* Document section *
-- BEGIN --
For the record I also opt out of birth announcements so maybe I'm not the best judge of announcement appropriateness. My theory on birth announcements - I can better spend the money on diapers and if I'm close enough to you you'll find out my kid was born. Because, admit it, what do you do when you get an announcement? You say, "Awww! Cute baby." and immediately throw it in the garbage. Or is that just me? File this under the topic "NOBODY CARES ABOUT YOUR KID BUT YOU".

And BOO! to naked, exposed pregnant bellies. Too sensy and I don't want to see your popped out belly button either. Gah!

Friday, June 6, 2008

Stop the insanity!



Do you remember that phrase? I don't mean from George's dad on Seinfeld, but from that crazy-ass, platinum buzz-cut sporting Susan Powter (at left) circa 1992. She was the voice of a movement, the movement to delude yourself you are eating healthfully by consuming mass quantities of reduced fat and no fat foods in lieu of sensible portions of normal chow. She was my savior. You know I loves me some food so when I found an eating philosophy that allowed me to stuff my pie-hole with (sadly, not pie) anything low in fat I was in hog heaven, literally. Why then, I wondered, did my shorts feel tight if my fat consumption for the day was under ten percent? Well, when just your afternoon snack consists of a whole box of Snackwells Devil's Food cookies - at 50 calories a piece, 12 in a box - you do the math. It adds up to some serious poundage.

This trend definitely played upon the insecurities of a twenty year-old and I became obsessed with eating this way. We all know now the emperor has no clothes and it's the number of calories you eat and burn that determine weight gain or loss, although those poor Atkins schmucks haven't realized it yet, but I'd like to take a trip down memory lane and think about the ridiculous foods that used to make up my "diet" at the time. So this Friday...

My Top 5 Favorite Low-fat/Non-fat foods from the Early 90's

5. Pasta - The early nineties were the hey-day for pasta lovers. It's low-fat as long as you prepare it with a low-fat non-oil based sauce. My poor, poor Hubby. We were still just dating at the time so it's a miracle he stuck with me. He was learning to cook and was really excited about it. So I imagine I must have been as fun as wet blanket as I stood behind him monitoring the amount of oil he put in his dishes. He was so kind not to scream at me, "It wouldn't matter how much oil I put in if you didn't eat a whole damn pound of pasta!"
-- END --
* Exercise requirements *
Translate this sentence from the blog post about low-fat foods into Spanish: "He was learning to cook and was really excited about it."

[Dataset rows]
-- BEGIN --
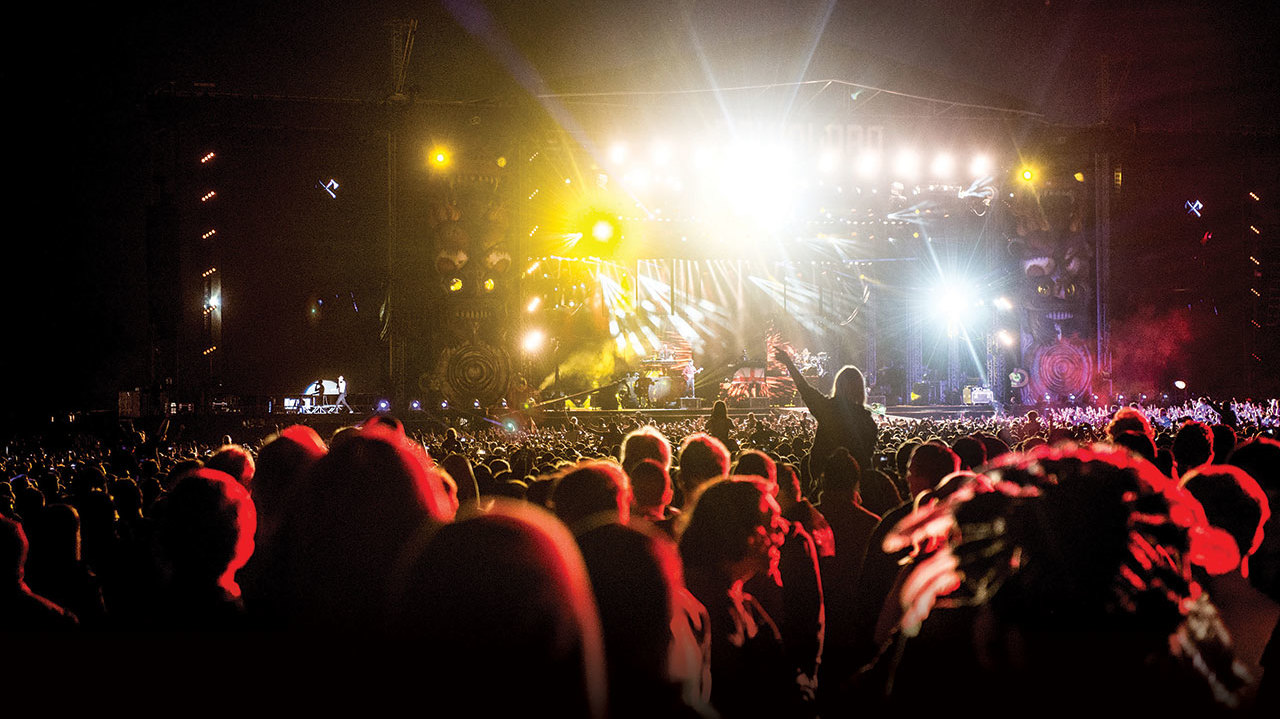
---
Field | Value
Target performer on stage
[681,360,703,397]
[334,375,356,413]
[636,374,653,409]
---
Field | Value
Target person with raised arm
[773,347,879,477]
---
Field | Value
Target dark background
[0,0,1280,417]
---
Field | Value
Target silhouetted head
[205,444,256,487]
[680,476,785,589]
[628,459,675,513]
[552,459,631,532]
[620,425,671,468]
[733,449,778,493]
[1179,464,1271,577]
[680,432,730,496]
[159,468,257,595]
[394,498,607,718]
[832,365,867,404]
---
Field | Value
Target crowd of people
[0,381,1280,719]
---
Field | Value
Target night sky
[0,0,1280,417]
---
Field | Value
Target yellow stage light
[969,155,995,178]
[520,330,547,354]
[591,220,614,242]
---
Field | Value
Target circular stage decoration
[438,343,511,404]
[1030,339,1093,399]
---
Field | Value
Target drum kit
[627,360,685,409]
[796,348,831,377]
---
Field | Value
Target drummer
[635,372,653,409]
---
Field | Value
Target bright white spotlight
[969,155,996,178]
[520,330,547,354]
[854,150,879,179]
[649,139,672,168]
[893,150,920,180]
[818,150,840,174]
[933,284,974,336]
[929,152,956,179]
[694,145,716,170]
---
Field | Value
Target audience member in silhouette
[1171,422,1213,477]
[680,477,812,719]
[392,498,606,718]
[1230,436,1280,716]
[618,425,671,472]
[205,444,255,489]
[733,449,826,701]
[1180,464,1280,695]
[705,399,737,452]
[274,422,456,638]
[951,435,987,471]
[773,348,878,486]
[628,459,680,527]
[440,453,480,507]
[0,517,79,626]
[552,459,631,535]
[24,504,106,629]
[836,441,960,664]
[678,432,730,512]
[819,446,879,683]
[238,425,329,629]
[156,468,257,632]
[863,445,1240,716]
[858,470,902,517]
[576,511,710,718]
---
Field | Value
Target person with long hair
[705,399,737,446]
[773,348,879,477]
-- END --
* Written answer *
Estaba aprendiendo a cocinar y estaba muy entusiasmado con ello.